## Text shown
#####
Every agentic merchandising conversation I walk into starts in the wrong place. The CFO wants the software cost. The CDO wants the roadmap. Everyone circles the investment like it is the risk.
It is not. The status quo is the risk.
McKinsey put a hard number on the doubt this year. In a new McKinsey survey, 71 percent of merchants say that AI merchandising tools have had limited to no effect on their business so far. Read that in a boardroom and the instinct is to wait. That instinct is the mistake.
That statistic does not measure the technology. It measures deployment discipline. Most of those 71 percent bought a tool, bolted it onto dirty product data, and called it a strategy. The retailers pulling ahead did the unglamorous work first. So let me show you how I actually run the math.
The setup: one real retailer
Take a Tier 2 specialty retailer. Roughly $800M in annual revenue. Around 40,000 active SKUs. Eight buyers. Assortment, pricing, and promotion decisions still run on spreadsheets, vendor emails, and merchant intuition.
#####
## Supplied records
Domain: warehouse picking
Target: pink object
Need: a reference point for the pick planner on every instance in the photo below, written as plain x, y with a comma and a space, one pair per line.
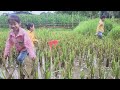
52, 43
22, 42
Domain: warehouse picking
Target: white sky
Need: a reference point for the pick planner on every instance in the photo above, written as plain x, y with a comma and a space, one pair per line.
34, 12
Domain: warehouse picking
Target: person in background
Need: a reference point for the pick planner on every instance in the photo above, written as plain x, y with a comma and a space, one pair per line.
100, 27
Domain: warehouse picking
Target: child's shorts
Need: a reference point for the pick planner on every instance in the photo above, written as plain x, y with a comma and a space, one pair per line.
21, 57
99, 34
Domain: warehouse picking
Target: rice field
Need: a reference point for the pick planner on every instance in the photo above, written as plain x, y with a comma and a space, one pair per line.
#####
## Apply what you read
(1) Could you copy, word for word, everything in the agentic merchandising text from "McKinsey put a" down to "is the mistake."?
(2) Could you continue the agentic merchandising text, picking up right after its last sentence?

## Task answers
(1)
McKinsey put a hard number on the doubt this year. In a new McKinsey survey, 71 percent of merchants say that AI merchandising tools have had limited to no effect on their business so far. Read that in a boardroom and the instinct is to wait. That instinct is the mistake.

(2)
McKinsey frames the upside well. Imagine you have 20 analysts for every single buyer. This is the new reality that agentic AI systems, autonomous and goal-driven systems that can plan, act, and learn, are bringing to retail merchandising. Good vision. But a vision does not survive a budget cycle. A CODN model does.
CODN, the Cost of Doing Nothing, flips the entire framing. Instead of asking what the program costs, you calculate what the current run rate costs you every quarter you leave it untouched. You put the status quo on the P&L, where it has been hiding all along.
The worked math: three leaks
I model three leaks first because they are the easiest to defend to a skeptical CFO.
Leak one: excess markdown. This retailer takes markdowns on roughly 30 percent of units. Assume a conservative 1.5 point margin recovery from better-timed assortment and price actions. On $800M, that is real money before you touch anything exotic. Call it $8M to $10M annually left on the table.
Leak two: stockout-driven lost sales. Manual reorder cycles mean the best sellers go dark for days. Even a modest 0.5 percent revenue recovery from tighter inventory sensing is $4M. That is demand that walked to a competitor and did not come back.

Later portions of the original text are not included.